**Article**
--*--
Apparently the grab bag of generic 940nm IR I ordered had the receivers with the short lead/long leads and flat ends switched up, this stumped me for the longest time. Initial tests show they behave almost similar to the TCRT5000s (they're also 3mm), I can probably switch them in and save the latter for the special occasions, especially when I do need that plastic housing. Since I'll be using multiple MCUs and multiplexing, I'll be adding more IR measurement vectors to the design. Since I'll be pulsing them I can group pulse the ones that point in opposite directions together, for example, to save on clock cycles, as long as they're far enough apart not to cause interference with each other's readings. >>3601 Note that the micromouse will be surrounded by walls only 1-5cm away, unless it is looking into a long corridor or diagonal. For longer distance obstacle avoidance I have ordered Sharp rangefinders and Time of Flight chips, but won't be deployed here.
Another good research paper, explains how each IR pair can be used for navigation. I currently have 5 IR pairs for positioning, I will make it 6 like in the paper. Two front IRs are for detecting protruding walls especially during diagonal runs. The previous micromouse paper I posted only had 4 IR pairs but they were using precise stepper motors so perhaps don't need to keep center-positioning the mouse in between two walls.
>>3604 thanks anon.
--*--
**Data listing**
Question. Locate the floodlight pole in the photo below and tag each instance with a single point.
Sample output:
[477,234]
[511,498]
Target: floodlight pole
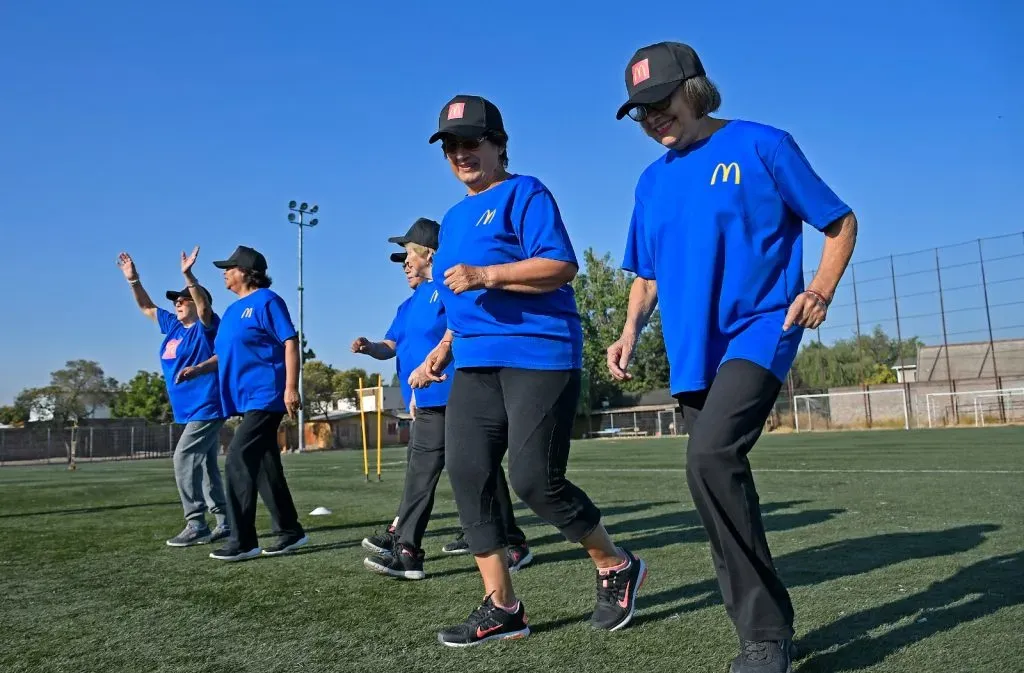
[301,211]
--*--
**What to work on**
1. In the micromouse post, how many IR pairs does the writer currently have for positioning?
2. Arrange every line of the records as a numbered list, leaving out blank lines and the pictures.

**Written answers**
1. Five.

2.
1. Question. Locate the floodlight pole in the photo below and tag each instance with a single point.
2. Sample output:
3. [477,234]
4. [511,498]
5. Target: floodlight pole
6. [301,211]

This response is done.